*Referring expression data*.

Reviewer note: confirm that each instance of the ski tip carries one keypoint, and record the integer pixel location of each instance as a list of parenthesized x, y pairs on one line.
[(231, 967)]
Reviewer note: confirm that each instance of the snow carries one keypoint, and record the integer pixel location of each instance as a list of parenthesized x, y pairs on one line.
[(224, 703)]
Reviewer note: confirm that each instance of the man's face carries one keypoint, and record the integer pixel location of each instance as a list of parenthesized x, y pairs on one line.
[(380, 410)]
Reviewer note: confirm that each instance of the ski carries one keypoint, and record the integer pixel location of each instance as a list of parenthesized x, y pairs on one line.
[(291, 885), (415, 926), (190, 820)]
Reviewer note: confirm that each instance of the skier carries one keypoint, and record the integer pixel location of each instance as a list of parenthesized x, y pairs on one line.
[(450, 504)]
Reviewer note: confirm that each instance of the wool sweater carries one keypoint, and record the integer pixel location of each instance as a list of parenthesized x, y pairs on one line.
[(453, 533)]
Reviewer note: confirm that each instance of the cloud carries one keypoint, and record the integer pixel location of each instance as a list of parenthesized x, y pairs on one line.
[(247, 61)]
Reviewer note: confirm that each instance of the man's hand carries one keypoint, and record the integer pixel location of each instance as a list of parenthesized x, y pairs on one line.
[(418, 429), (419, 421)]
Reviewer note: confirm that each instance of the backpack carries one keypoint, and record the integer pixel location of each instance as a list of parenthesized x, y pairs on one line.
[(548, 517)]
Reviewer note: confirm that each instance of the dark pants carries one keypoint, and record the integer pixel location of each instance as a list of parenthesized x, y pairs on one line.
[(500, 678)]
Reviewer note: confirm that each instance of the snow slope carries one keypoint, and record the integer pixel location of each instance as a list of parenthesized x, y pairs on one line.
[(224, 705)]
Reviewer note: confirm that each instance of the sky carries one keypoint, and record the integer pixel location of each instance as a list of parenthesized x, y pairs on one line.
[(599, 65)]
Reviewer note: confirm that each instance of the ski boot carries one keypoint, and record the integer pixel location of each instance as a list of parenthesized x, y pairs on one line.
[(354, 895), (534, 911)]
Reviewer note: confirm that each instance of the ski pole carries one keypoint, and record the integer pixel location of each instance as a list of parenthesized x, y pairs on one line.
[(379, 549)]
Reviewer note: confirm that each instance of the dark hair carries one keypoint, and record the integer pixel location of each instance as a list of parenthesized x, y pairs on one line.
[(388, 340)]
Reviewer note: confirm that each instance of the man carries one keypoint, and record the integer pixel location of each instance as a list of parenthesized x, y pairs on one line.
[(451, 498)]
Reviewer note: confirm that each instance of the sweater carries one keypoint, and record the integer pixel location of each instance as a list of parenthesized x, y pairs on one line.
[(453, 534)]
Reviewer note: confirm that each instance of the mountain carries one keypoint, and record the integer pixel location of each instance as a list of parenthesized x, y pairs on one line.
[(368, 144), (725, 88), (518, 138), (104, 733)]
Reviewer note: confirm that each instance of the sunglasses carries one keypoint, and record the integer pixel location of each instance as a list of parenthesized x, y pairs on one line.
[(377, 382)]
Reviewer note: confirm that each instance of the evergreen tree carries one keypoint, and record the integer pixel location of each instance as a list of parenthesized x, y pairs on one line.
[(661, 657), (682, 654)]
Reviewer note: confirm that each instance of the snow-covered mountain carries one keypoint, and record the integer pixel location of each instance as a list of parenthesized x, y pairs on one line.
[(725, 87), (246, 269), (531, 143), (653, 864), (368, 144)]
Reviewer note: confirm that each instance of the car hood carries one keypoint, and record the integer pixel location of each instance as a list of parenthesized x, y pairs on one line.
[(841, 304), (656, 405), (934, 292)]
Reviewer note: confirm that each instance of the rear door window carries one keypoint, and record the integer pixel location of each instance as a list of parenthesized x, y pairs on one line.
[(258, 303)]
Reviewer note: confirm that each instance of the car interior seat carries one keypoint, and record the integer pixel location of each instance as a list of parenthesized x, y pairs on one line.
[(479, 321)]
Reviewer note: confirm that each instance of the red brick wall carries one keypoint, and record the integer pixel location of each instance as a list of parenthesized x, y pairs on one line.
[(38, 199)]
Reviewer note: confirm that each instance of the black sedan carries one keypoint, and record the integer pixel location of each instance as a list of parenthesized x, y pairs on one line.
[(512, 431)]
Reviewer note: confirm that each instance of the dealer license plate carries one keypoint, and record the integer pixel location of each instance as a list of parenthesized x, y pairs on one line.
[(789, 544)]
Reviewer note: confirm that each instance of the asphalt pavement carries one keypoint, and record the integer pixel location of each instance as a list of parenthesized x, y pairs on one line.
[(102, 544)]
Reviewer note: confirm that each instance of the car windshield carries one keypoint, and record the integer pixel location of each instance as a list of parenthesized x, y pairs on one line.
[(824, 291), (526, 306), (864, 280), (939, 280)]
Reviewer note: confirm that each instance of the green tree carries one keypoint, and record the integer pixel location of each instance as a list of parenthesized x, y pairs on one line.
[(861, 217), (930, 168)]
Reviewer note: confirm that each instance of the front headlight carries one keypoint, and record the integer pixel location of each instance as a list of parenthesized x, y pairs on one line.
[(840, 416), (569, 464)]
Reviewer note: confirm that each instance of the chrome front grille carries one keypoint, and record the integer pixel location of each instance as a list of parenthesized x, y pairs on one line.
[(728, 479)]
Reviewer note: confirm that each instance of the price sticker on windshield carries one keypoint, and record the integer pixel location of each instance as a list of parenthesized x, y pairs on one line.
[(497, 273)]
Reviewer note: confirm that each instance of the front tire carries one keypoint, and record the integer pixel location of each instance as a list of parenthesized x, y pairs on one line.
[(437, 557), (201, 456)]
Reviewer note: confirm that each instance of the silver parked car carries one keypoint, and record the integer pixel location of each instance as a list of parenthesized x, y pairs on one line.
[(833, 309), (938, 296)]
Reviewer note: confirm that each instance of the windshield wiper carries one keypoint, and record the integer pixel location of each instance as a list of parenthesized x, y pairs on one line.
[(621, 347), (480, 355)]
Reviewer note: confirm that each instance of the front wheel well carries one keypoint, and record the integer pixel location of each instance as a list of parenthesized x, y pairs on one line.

*Task to complete*. Nothing in the records may be dropped; reproduce them exactly.

*Exercise output*.
Reviewer note: confirm that each instance of the ski tip carries one keypoint, and record the integer pixel location of each instance as a list of parenthesized x, y pairs on one line.
[(231, 967)]
Reviewer note: confirm that each instance of the snow carries one keypoint, and record the integer pixel location of each instance as a list of parenthesized x, y pairs on one line.
[(224, 703)]
Reviewer note: confirm that each instance of the man's face carries one keypoint, and record the integer pixel location of each instance as a list of parenthesized x, y pairs on one line.
[(380, 410)]
Reviewer note: confirm that each instance of the ski carries one keypoint, and record the integer pixel location of each instance as a list of parenthesized x, y pairs on one line.
[(291, 885), (415, 926), (190, 820)]
Reviewer note: confirm that each instance of the skier carries one keypoint, and record the integer pixel location of each instance as a list of parenthesized x, y pairs on one line.
[(450, 504)]
Reviewer note: confirm that each instance of the wool sweater carries one keypoint, and record the integer pixel location of each instance as a list of parenthesized x, y pairs on one line.
[(453, 533)]
Reviewer note: confirm that each instance of the cloud carries one keypoint, and record the integer pixel location of each instance as a list of parenthesized x, y pairs on one line.
[(247, 61)]
Reviewer note: confirm that each instance of the man's hand carries one keypoint, and record the integer pixel location of each instance as a list of parenthesized x, y pairs on one line.
[(418, 429), (419, 421)]
Reviewer note: confirm that each instance of the backpack carries one keypoint, and record the integer pixel location of each instance as a list of parenthesized x, y pairs on one line.
[(548, 517)]
Reviewer note: confirm that each instance of the dark pants carries one keypoint, and record the integer pixel location of each instance as a list of parenthesized x, y pairs on one line.
[(500, 678)]
Reviewer note: confirm that each instance of the snow slope carries one keypoint, and record the integer pixel location of each instance as a list of parenthesized x, y pairs on one line.
[(224, 705)]
Reviewer note: confirm that each instance of the sky carries one keypoint, and record the integer pixel location of each instance as a list of parenthesized x, y pairs on one line.
[(599, 65)]
Reviewer note: confirm that each instance of the ski boot carries one keypoint, and record the integer pixel location of each instance as a list of parenthesized x, y pairs on one line.
[(354, 895), (534, 911)]
Reviewer note: confirm that each instance of the ski pole carries one keypoint, and record the integer pixel location of each instance as a list of parenthesized x, y pairs on one line.
[(379, 549)]
Reviewer note: confirm that each instance of the dark hair carries one keypoint, and record the integer pixel location of each instance as a list of parenthesized x, y pairs on one line.
[(388, 340)]
Reviewer note: confirm that each instance of the man carries one keypoint, and record the integer pixel location of each instance as a list of parenthesized x, y pairs on one line.
[(451, 498)]
Reviewer note: confirm that each instance of the sweater carries one keypoint, and record the integer pixel location of each instance as a list of parenthesized x, y pairs on one line.
[(453, 534)]
Reviewer note: confirm that each instance of the mountain carries one keypoint, and record the integer pixel location of each instance as a list of parenthesized x, y pairs on one line.
[(368, 144), (725, 88), (518, 138), (104, 733)]
Reviewer note: confirm that each instance of the sunglasses carries one keypoint, and record the integer pixel location of each instance as a list of parenthesized x, y pairs on one line.
[(377, 382)]
Reviewer note: confirm that each instance of the evergreen tree carries one keypoint, and record the integer pixel location of each instance as a list of parenthesized x, y pairs on one line.
[(661, 657), (682, 654)]
Reviewer note: confirm that each instance of the snow-covered mountain carries one keypoint, and record the integer pixel location of each instance as a list of parenthesized x, y pairs on one line.
[(725, 87), (246, 269), (531, 143), (653, 864), (368, 144)]
Reviewer note: confirm that each instance of the car hood carries one keypoint, and record the integer pixel location of each instance as a list of parenthesized x, y pairs on one line.
[(841, 304), (656, 405), (934, 292)]
Reviewer note: confirm that each instance of the rear door window carries one keypoint, and record the integer pixel location of each instance as a list of parenthesized x, y pairs on one line.
[(258, 303)]
Reviewer note: confirm that each instance of the car interior seat carries one keypoint, and record the integer pixel location of each instance as a list of parenthesized x, y pairs on one line.
[(479, 321)]
Reviewer note: confirm that each instance of the red brick wall carries one keypoint, and record the integer pixel location of each instance as a list of parenthesized x, y pairs on one line.
[(38, 199)]
Reviewer note: confirm that each instance of the black sedan carries one keypoint, and record the integer pixel location of each instance as a list of parenthesized x, y pairs on one line.
[(512, 431)]
Reviewer note: confirm that each instance of the dealer license plate carries one keypoint, and record the integer pixel location of each instance as a list of parenthesized x, y pairs on one line.
[(789, 544)]
Reviewer note: confirm that each instance of the asphalt pavement carries one keypoint, and record the integer pixel location of each instance as a list of parenthesized x, y pairs on one line.
[(102, 544)]
Reviewer note: confirm that each instance of the car windshield carries one keypoint, and record the integer pixel location of each instance as a list of parenthesized x, y pairs on one line.
[(824, 291), (526, 306), (864, 280), (939, 280)]
Reviewer note: confirm that each instance of the green tree carries one keypoint, and record the integer pixel location of each instance as a list of parenthesized x, y pairs on one line.
[(861, 217), (930, 168)]
Reviewer note: confirm that each instance of the front headlight carries one keypoint, and record the integer pixel location of each instance as a list of parenthesized x, y pairs on one line.
[(840, 416), (569, 464)]
Reviewer note: confirm that each instance of the chrome front grille carries one keypoint, and record the integer pixel location of each instance as a list of parenthesized x, y pairs on one line.
[(728, 479)]
Reviewer note: confirm that each instance of the price sticker on windshield carries one keypoint, and record the integer pixel location of each instance as a list of parenthesized x, y pairs on one line.
[(497, 273)]
Reviewer note: confirm that each instance of the front tire carries one keypoint, and record the integer pixel location of each instance as a list of parenthesized x, y pairs on one line.
[(437, 557), (201, 456)]
Reviewer note: confirm that each instance of the silver parked car carries one keypoint, and record the integer pixel location of each instance as a list of parenthesized x, y pairs on one line.
[(833, 309), (938, 296)]
Reviewer note: confirm that each instance of the windshield wiper carries one keypoint, and record the integer pixel location of each instance as a list of parenthesized x, y pairs on one line.
[(621, 347), (480, 355)]
Reviewer note: confirm that each instance of the front wheel well carries one keypoint, and record the integer pixel location of each instance as a list of parenthesized x, y pairs on one line.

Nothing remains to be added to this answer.